[Stored data entries]
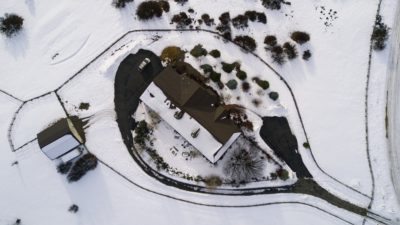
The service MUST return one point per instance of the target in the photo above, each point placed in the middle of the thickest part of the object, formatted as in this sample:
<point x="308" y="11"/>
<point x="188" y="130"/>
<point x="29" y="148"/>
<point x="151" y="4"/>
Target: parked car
<point x="144" y="63"/>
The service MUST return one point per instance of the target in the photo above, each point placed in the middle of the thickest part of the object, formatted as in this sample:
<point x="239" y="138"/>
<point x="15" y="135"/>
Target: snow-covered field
<point x="59" y="38"/>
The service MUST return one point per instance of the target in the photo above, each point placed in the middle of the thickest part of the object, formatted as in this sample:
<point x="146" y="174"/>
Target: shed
<point x="61" y="138"/>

### What the task requires
Could you output every record above exactly as it appears, without the pictures?

### Reply to the task
The service MUST return one point per instance of the target in the photo above, each point placed in the middle of the thickest part of the object, formatted as in this sample:
<point x="308" y="11"/>
<point x="188" y="130"/>
<point x="29" y="148"/>
<point x="151" y="4"/>
Target: parked car
<point x="144" y="63"/>
The service MUST return one point per instance of the target in the photo above, each point placed in the middle of the thickest part of the object, formatted as in this sample:
<point x="239" y="138"/>
<point x="15" y="135"/>
Target: snow-covered field
<point x="59" y="38"/>
The service MUST return one point per instance of the target in the photo above, each point placed in the middle of the thickest part of the object, formatted as in this sample:
<point x="146" y="174"/>
Target: shed
<point x="61" y="138"/>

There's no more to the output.